> **Records for this task**

--- BEGIN ---

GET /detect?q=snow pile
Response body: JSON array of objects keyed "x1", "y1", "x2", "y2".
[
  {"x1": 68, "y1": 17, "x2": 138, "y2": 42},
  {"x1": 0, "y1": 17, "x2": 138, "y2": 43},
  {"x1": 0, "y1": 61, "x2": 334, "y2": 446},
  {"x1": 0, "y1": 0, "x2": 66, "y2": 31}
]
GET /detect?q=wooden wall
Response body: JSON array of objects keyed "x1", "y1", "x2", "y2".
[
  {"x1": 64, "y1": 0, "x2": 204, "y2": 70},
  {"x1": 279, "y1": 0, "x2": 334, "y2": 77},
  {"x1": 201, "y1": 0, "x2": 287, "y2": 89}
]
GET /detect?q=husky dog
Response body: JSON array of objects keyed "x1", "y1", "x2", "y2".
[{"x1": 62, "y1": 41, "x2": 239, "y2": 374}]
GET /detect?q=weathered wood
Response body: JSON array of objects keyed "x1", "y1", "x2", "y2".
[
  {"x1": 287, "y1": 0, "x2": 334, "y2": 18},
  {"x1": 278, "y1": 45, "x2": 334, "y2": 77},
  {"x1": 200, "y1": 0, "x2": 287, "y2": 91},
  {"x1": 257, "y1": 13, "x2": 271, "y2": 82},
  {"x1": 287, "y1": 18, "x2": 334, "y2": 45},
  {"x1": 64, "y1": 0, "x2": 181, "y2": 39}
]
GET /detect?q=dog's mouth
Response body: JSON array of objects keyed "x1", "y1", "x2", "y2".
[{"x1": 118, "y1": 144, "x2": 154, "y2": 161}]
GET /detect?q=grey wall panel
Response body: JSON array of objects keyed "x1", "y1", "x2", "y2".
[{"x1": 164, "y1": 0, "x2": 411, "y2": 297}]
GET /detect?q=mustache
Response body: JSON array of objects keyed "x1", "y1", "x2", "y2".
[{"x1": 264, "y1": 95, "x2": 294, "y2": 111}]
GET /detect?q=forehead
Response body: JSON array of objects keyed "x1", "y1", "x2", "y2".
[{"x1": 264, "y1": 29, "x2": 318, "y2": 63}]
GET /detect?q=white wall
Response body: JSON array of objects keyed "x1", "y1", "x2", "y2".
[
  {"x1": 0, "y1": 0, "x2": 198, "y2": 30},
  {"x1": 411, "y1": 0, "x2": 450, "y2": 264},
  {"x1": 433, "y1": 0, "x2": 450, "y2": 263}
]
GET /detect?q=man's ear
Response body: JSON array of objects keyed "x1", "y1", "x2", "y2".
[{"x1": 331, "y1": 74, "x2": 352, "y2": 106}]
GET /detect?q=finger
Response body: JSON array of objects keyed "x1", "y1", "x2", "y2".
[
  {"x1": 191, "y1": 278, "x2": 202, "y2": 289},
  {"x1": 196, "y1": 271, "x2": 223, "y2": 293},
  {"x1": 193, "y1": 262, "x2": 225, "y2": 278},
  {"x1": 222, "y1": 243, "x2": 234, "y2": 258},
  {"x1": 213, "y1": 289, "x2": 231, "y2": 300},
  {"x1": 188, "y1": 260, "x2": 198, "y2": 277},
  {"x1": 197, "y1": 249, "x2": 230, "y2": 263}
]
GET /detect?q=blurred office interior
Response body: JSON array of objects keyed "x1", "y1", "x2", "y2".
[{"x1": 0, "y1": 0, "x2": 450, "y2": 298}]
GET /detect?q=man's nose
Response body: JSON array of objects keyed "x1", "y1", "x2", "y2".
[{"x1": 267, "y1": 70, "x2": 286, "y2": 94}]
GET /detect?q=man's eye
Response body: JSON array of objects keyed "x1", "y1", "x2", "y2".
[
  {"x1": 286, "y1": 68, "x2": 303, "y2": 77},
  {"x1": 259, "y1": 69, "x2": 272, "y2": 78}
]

--- END ---
--- BEGIN ---

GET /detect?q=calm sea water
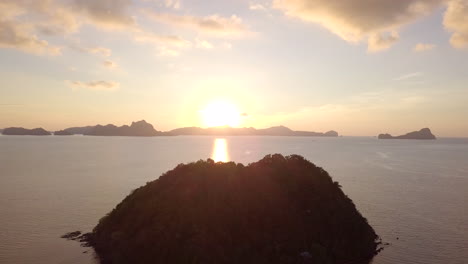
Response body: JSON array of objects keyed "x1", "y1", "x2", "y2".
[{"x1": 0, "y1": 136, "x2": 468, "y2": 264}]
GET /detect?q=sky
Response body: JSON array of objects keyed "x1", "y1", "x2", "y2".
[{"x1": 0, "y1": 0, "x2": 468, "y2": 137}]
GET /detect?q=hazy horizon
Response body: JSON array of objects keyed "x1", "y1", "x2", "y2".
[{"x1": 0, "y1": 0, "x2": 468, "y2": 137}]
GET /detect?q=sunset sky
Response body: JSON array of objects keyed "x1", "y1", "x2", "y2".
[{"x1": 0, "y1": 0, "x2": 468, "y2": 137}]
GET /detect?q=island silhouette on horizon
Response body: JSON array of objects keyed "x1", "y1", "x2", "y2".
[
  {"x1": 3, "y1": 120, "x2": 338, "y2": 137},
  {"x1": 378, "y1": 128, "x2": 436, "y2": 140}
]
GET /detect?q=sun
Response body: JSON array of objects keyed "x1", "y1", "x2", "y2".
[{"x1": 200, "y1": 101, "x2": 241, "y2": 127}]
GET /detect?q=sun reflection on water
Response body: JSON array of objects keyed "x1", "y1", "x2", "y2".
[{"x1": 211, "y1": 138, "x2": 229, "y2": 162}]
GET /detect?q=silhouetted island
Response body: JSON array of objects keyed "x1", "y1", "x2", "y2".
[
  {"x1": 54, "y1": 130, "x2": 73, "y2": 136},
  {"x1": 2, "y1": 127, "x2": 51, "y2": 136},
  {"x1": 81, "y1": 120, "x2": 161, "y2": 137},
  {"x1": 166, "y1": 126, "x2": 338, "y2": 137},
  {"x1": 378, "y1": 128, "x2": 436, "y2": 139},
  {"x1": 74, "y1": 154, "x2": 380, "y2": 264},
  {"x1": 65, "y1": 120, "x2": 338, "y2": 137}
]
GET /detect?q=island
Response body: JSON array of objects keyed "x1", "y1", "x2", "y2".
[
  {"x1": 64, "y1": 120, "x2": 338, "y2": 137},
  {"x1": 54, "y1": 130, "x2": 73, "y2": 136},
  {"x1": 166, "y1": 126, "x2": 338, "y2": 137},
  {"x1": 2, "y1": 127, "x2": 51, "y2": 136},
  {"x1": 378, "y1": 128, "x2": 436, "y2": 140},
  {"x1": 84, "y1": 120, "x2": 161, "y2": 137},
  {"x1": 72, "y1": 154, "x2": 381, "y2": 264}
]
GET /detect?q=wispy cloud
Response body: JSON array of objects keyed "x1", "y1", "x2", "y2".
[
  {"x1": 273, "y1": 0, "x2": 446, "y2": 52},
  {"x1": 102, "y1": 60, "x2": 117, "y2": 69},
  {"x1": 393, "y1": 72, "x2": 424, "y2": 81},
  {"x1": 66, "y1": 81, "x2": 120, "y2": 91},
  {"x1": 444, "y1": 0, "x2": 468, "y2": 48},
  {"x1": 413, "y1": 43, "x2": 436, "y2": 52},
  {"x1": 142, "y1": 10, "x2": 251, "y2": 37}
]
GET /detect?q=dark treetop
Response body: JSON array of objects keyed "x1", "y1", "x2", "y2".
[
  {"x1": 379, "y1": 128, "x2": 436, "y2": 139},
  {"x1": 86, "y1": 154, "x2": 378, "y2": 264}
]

--- END ---
--- BEGIN ---

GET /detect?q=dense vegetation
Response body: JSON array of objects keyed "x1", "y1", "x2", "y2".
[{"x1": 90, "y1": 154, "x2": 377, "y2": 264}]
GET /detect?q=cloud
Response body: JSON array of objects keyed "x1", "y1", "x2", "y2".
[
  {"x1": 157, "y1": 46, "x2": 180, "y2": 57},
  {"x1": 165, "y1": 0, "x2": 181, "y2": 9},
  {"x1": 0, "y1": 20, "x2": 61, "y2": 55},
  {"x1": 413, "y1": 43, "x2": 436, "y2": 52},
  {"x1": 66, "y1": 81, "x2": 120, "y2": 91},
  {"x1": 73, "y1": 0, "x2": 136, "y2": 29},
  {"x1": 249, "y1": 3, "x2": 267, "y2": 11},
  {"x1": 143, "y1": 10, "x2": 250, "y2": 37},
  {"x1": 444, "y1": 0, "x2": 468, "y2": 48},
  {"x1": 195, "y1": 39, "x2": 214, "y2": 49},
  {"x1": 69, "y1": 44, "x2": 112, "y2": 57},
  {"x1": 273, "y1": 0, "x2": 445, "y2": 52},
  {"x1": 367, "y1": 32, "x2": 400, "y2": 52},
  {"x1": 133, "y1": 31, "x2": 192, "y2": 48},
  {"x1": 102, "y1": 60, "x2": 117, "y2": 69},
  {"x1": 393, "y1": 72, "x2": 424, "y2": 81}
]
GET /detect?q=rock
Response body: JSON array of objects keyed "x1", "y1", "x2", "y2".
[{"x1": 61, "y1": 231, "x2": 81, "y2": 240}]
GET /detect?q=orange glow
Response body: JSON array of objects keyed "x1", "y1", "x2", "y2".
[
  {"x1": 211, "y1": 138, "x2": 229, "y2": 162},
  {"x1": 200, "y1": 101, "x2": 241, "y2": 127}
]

--- END ---

> **Directions**
Count the lines in the material above that contain the word "horizon", treating uppercase and lowercase as different. Give only the number.

> **Problem solution**
2